→ **Exercise instructions**: Quote word for word the lines starting at the line with "For the scouting record, return for every instance of the pint" and ending at the final line of the entries. Leave out any pictures.

** begin The records **

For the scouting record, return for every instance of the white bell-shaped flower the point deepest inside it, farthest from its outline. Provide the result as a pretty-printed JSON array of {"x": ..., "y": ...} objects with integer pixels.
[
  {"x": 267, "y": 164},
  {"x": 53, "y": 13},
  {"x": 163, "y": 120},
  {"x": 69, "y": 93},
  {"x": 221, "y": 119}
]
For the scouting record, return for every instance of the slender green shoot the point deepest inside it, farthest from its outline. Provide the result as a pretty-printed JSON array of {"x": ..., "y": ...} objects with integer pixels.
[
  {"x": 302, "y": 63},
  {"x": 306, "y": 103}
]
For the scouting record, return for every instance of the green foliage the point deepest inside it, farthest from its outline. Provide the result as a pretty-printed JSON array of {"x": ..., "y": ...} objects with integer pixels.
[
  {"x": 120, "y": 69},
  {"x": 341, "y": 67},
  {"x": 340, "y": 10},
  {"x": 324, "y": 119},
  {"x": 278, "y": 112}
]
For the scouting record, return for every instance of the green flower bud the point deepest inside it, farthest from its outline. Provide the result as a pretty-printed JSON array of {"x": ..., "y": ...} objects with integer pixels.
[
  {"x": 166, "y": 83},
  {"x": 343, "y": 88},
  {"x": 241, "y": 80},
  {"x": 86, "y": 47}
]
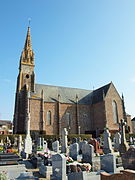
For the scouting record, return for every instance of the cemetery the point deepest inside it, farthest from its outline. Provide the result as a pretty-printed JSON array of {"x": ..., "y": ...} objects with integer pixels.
[{"x": 64, "y": 158}]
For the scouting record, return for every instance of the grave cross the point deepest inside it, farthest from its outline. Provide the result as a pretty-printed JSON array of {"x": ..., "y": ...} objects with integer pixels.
[
  {"x": 123, "y": 146},
  {"x": 122, "y": 128}
]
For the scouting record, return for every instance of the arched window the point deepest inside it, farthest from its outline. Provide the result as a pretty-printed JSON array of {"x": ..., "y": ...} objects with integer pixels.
[
  {"x": 115, "y": 112},
  {"x": 68, "y": 118},
  {"x": 48, "y": 118}
]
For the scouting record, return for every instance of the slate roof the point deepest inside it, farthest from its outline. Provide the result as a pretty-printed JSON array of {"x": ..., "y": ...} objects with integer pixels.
[
  {"x": 99, "y": 94},
  {"x": 68, "y": 95},
  {"x": 4, "y": 122}
]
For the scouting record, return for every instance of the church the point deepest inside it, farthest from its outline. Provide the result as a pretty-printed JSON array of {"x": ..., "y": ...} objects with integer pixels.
[{"x": 52, "y": 108}]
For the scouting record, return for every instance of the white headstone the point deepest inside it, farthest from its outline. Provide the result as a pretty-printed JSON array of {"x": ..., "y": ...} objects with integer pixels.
[
  {"x": 87, "y": 153},
  {"x": 64, "y": 141},
  {"x": 107, "y": 147},
  {"x": 108, "y": 163},
  {"x": 19, "y": 144},
  {"x": 117, "y": 140},
  {"x": 123, "y": 146},
  {"x": 45, "y": 145},
  {"x": 59, "y": 166},
  {"x": 74, "y": 151},
  {"x": 55, "y": 146}
]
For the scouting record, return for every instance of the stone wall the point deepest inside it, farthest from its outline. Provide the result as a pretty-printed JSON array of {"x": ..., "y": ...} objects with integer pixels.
[{"x": 111, "y": 96}]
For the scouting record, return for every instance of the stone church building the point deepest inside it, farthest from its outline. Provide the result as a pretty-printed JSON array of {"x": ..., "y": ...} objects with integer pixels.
[{"x": 52, "y": 108}]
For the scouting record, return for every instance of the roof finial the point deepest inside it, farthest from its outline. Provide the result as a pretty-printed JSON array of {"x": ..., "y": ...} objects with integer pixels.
[{"x": 29, "y": 21}]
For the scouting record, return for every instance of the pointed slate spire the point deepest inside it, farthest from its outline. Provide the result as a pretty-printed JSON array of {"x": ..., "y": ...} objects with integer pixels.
[
  {"x": 28, "y": 44},
  {"x": 123, "y": 107},
  {"x": 27, "y": 55}
]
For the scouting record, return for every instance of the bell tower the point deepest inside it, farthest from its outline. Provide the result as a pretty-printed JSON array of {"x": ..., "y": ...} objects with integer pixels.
[
  {"x": 26, "y": 69},
  {"x": 26, "y": 78}
]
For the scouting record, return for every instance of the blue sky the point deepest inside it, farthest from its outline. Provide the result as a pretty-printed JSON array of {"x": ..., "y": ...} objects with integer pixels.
[{"x": 77, "y": 43}]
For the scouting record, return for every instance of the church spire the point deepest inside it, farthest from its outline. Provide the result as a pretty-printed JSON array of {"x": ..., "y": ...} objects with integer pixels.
[
  {"x": 28, "y": 44},
  {"x": 27, "y": 56},
  {"x": 123, "y": 107}
]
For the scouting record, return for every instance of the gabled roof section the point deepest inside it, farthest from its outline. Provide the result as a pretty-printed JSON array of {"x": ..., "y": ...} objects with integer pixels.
[
  {"x": 67, "y": 95},
  {"x": 100, "y": 93}
]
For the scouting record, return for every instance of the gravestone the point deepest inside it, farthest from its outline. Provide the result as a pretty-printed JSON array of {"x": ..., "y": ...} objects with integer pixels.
[
  {"x": 117, "y": 141},
  {"x": 107, "y": 146},
  {"x": 40, "y": 142},
  {"x": 74, "y": 151},
  {"x": 81, "y": 145},
  {"x": 55, "y": 146},
  {"x": 64, "y": 141},
  {"x": 123, "y": 146},
  {"x": 87, "y": 153},
  {"x": 108, "y": 163},
  {"x": 20, "y": 144},
  {"x": 46, "y": 171},
  {"x": 28, "y": 140},
  {"x": 128, "y": 159},
  {"x": 59, "y": 167},
  {"x": 45, "y": 145},
  {"x": 74, "y": 140}
]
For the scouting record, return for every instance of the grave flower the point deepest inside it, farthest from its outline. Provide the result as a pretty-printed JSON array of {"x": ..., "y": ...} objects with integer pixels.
[
  {"x": 3, "y": 175},
  {"x": 69, "y": 160}
]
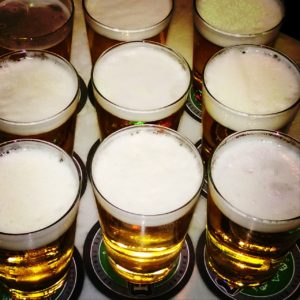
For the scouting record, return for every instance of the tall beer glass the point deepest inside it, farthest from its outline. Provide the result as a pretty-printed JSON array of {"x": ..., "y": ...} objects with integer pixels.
[
  {"x": 39, "y": 95},
  {"x": 36, "y": 25},
  {"x": 147, "y": 180},
  {"x": 40, "y": 190},
  {"x": 111, "y": 22},
  {"x": 253, "y": 210},
  {"x": 139, "y": 82},
  {"x": 224, "y": 23},
  {"x": 247, "y": 87}
]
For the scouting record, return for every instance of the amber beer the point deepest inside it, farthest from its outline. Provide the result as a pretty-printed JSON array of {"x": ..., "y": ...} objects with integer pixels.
[
  {"x": 40, "y": 190},
  {"x": 111, "y": 22},
  {"x": 145, "y": 219},
  {"x": 39, "y": 95},
  {"x": 139, "y": 82},
  {"x": 36, "y": 25},
  {"x": 247, "y": 87},
  {"x": 224, "y": 23},
  {"x": 253, "y": 212}
]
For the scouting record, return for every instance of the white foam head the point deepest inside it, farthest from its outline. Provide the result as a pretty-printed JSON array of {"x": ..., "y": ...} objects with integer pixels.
[
  {"x": 129, "y": 20},
  {"x": 40, "y": 187},
  {"x": 256, "y": 179},
  {"x": 251, "y": 87},
  {"x": 231, "y": 22},
  {"x": 38, "y": 92},
  {"x": 141, "y": 81},
  {"x": 147, "y": 174}
]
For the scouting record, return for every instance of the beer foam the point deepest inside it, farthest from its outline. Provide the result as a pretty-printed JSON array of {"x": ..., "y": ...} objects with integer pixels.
[
  {"x": 37, "y": 188},
  {"x": 229, "y": 22},
  {"x": 34, "y": 89},
  {"x": 251, "y": 80},
  {"x": 259, "y": 176},
  {"x": 149, "y": 173},
  {"x": 141, "y": 77},
  {"x": 129, "y": 20}
]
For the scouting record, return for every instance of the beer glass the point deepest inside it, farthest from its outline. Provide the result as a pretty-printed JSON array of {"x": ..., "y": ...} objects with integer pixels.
[
  {"x": 111, "y": 22},
  {"x": 36, "y": 25},
  {"x": 253, "y": 208},
  {"x": 224, "y": 23},
  {"x": 39, "y": 95},
  {"x": 40, "y": 190},
  {"x": 139, "y": 82},
  {"x": 145, "y": 198},
  {"x": 247, "y": 87}
]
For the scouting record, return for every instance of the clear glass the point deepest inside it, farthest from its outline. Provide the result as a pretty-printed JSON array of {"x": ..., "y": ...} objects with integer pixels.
[
  {"x": 39, "y": 96},
  {"x": 245, "y": 243},
  {"x": 143, "y": 245},
  {"x": 37, "y": 25},
  {"x": 37, "y": 240}
]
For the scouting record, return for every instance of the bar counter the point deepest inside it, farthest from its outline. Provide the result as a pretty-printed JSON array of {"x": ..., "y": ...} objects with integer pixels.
[{"x": 180, "y": 38}]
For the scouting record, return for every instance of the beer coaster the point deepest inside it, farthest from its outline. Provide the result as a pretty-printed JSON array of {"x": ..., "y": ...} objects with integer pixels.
[
  {"x": 110, "y": 284},
  {"x": 193, "y": 105},
  {"x": 284, "y": 285},
  {"x": 83, "y": 94},
  {"x": 81, "y": 165},
  {"x": 73, "y": 285}
]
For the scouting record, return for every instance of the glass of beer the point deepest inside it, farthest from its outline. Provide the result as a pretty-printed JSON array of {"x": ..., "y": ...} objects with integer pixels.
[
  {"x": 111, "y": 22},
  {"x": 253, "y": 210},
  {"x": 40, "y": 191},
  {"x": 36, "y": 25},
  {"x": 39, "y": 95},
  {"x": 146, "y": 198},
  {"x": 139, "y": 82},
  {"x": 224, "y": 23},
  {"x": 247, "y": 87}
]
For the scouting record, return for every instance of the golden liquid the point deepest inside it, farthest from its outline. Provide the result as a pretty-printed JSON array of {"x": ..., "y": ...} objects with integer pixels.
[
  {"x": 143, "y": 254},
  {"x": 63, "y": 136},
  {"x": 37, "y": 273},
  {"x": 98, "y": 43},
  {"x": 109, "y": 123},
  {"x": 239, "y": 255}
]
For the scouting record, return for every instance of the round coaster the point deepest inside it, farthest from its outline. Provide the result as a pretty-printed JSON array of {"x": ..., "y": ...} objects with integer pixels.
[
  {"x": 284, "y": 285},
  {"x": 83, "y": 94},
  {"x": 73, "y": 285},
  {"x": 193, "y": 105},
  {"x": 109, "y": 283},
  {"x": 81, "y": 165}
]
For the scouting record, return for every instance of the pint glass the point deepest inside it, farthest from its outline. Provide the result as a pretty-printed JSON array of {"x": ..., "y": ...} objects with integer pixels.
[
  {"x": 36, "y": 25},
  {"x": 223, "y": 23},
  {"x": 139, "y": 82},
  {"x": 111, "y": 22},
  {"x": 39, "y": 95},
  {"x": 40, "y": 190},
  {"x": 253, "y": 210},
  {"x": 247, "y": 87},
  {"x": 146, "y": 180}
]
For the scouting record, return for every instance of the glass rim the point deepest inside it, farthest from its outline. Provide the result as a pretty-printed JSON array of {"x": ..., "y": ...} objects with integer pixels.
[
  {"x": 241, "y": 113},
  {"x": 239, "y": 134},
  {"x": 36, "y": 38},
  {"x": 23, "y": 54},
  {"x": 154, "y": 128},
  {"x": 65, "y": 154},
  {"x": 174, "y": 53},
  {"x": 123, "y": 30},
  {"x": 239, "y": 35}
]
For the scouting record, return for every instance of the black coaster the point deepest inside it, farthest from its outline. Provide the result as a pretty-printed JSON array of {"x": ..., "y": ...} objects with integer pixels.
[
  {"x": 81, "y": 165},
  {"x": 193, "y": 105},
  {"x": 83, "y": 94},
  {"x": 72, "y": 287},
  {"x": 284, "y": 285},
  {"x": 109, "y": 283}
]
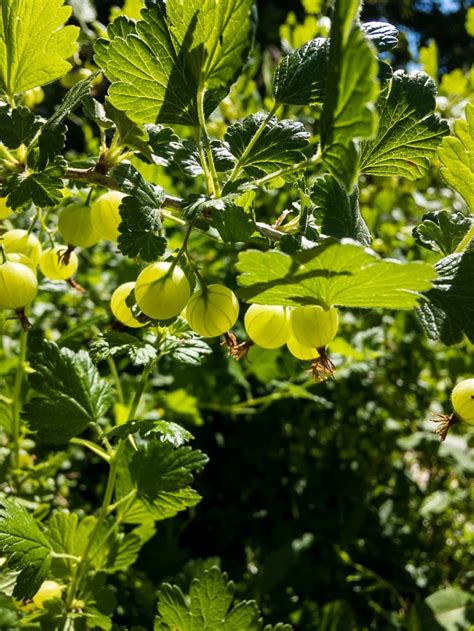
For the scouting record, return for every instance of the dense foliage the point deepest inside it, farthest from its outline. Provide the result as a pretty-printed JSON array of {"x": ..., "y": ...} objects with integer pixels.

** end The records **

→ **Answer for the task**:
For the scouting record, return for every instance of the pint glass the point deepest inside it, farthest from its outline. Provide the result as a pretty-printed JSON array of {"x": ..., "y": ...} objects with integer pixels.
[
  {"x": 36, "y": 25},
  {"x": 223, "y": 23},
  {"x": 139, "y": 82},
  {"x": 111, "y": 22},
  {"x": 39, "y": 95},
  {"x": 40, "y": 190},
  {"x": 253, "y": 210},
  {"x": 247, "y": 87},
  {"x": 146, "y": 180}
]
For the scouting record, return for every instance of the glass rim the point deepest inside it, farthest from its outline. Provide the result as a pretty-printed JSON array of {"x": ..., "y": ...} objects with integer pixels.
[
  {"x": 241, "y": 113},
  {"x": 239, "y": 134},
  {"x": 36, "y": 38},
  {"x": 23, "y": 54},
  {"x": 154, "y": 128},
  {"x": 65, "y": 154},
  {"x": 174, "y": 53},
  {"x": 123, "y": 30},
  {"x": 239, "y": 35}
]
For the scouting record, return for every instance of the black coaster the point deepest inside it, farthest from its outline. Provide the result as a pretty-printed JSON array of {"x": ..., "y": ...} objects with integer pixels.
[
  {"x": 81, "y": 165},
  {"x": 193, "y": 105},
  {"x": 83, "y": 94},
  {"x": 72, "y": 287},
  {"x": 284, "y": 285},
  {"x": 109, "y": 283}
]
For the scouting record, return for every instance of the dense foliage the point deepest inside it, farthest from its outline. Provide the result as a pretty-printed JSON array of {"x": ..., "y": ...} objects with integer pixels.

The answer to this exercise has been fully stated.